(Image point grounding data)
○ ○ ○ ○ ○ ○ ○

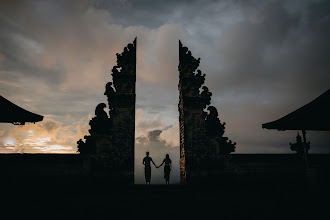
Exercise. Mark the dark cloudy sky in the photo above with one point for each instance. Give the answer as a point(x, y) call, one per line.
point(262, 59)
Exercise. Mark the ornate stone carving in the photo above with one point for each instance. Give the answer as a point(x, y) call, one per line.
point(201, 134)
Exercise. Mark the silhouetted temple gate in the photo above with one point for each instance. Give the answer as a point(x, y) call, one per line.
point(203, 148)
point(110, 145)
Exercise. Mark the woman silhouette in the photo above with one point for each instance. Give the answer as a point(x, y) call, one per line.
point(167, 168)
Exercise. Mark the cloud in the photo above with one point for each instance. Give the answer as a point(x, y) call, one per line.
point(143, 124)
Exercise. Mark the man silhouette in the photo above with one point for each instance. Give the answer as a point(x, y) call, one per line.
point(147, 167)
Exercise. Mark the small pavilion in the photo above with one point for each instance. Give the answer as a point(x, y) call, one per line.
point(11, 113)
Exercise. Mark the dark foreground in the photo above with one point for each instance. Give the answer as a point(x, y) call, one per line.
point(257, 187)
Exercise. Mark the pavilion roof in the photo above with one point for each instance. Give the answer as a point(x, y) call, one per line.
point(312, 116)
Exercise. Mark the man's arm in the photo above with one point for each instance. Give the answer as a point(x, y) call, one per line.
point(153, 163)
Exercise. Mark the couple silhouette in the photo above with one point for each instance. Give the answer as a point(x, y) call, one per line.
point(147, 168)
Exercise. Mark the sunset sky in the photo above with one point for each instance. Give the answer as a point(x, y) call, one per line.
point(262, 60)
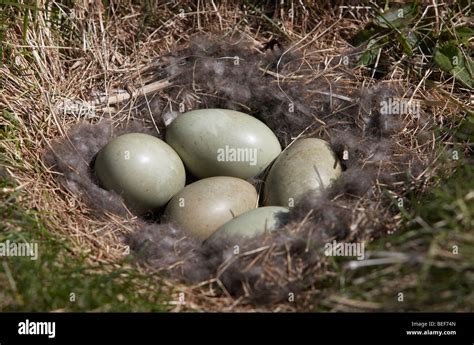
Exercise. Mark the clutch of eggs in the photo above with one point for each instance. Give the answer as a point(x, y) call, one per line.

○ ○ ○ ○ ○ ○ ○

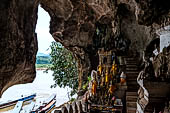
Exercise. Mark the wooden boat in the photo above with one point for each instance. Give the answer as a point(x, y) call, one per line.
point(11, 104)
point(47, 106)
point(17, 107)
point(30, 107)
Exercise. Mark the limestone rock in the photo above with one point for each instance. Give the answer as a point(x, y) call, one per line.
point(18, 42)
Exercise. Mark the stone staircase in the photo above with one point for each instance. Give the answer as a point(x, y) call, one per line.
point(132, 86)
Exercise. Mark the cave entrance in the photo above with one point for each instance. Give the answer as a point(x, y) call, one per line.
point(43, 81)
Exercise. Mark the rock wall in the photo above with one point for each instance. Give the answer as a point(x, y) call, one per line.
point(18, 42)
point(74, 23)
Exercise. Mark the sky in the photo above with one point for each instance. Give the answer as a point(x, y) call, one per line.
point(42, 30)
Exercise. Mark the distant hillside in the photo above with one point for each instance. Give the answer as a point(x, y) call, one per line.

○ ○ ○ ○ ○ ○ ○

Please return the data above exactly as it stands from the line with "Exercise. Mark the dark cloudy" to the line with "Exercise. Mark the clutch", keeping both of those lines but none of the pictures.

* [Result of this exercise]:
Exercise. Mark the dark cloudy sky in the photo above with one point for each instance. Give the answer as a point(x, y) call, one per line.
point(262, 59)
Exercise. Mark the ornate stone carving in the photo above with one point for each instance. Give the answer as a point(x, y) call, one per line.
point(201, 134)
Exercise. Mark the silhouetted temple gate in the photo above with one point for each instance. Give the answer as a point(x, y) call, one per line.
point(203, 148)
point(110, 145)
Exercise. Mark the woman silhouette in the photo above with one point for each instance. Give the answer as a point(x, y) call, one per line.
point(167, 168)
Exercise. Mark the cloud in the photo above with one point for each instance. Give the answer as a point(x, y) call, one per line.
point(143, 124)
Exercise. Mark the man silhouette in the photo above with one point for each instance. Give the answer as a point(x, y) call, one per line.
point(147, 167)
Exercise. Mark the small pavilion in the photo above with one point for each instance. Give the answer as a point(x, y) call, one per line.
point(11, 113)
Exercise. Mark the dark foreground in the photo above with one point for each instance. Give the answer as a point(x, y) call, one per line.
point(257, 187)
Exercise. Mark the pavilion roof in the photo above with one point for each instance. Give the answer as a point(x, y) call, one per line.
point(312, 116)
Exercise. Mark the man's arm in the photo above with one point for each instance. Give the answer as a point(x, y) call, one per line.
point(153, 163)
Exercise. Mark the couple silhouette in the photo above with one point for each instance. Give the answer as a point(x, y) call, one per line.
point(147, 168)
Exercise. Mark the sunset sky in the photo above with one point for each instance. Give the answer as a point(x, y) call, one per line.
point(262, 60)
Exercise. Mark the clutch of eggs in the photo above with one point for each instance. Give the answer as a point(x, y) call, one per line.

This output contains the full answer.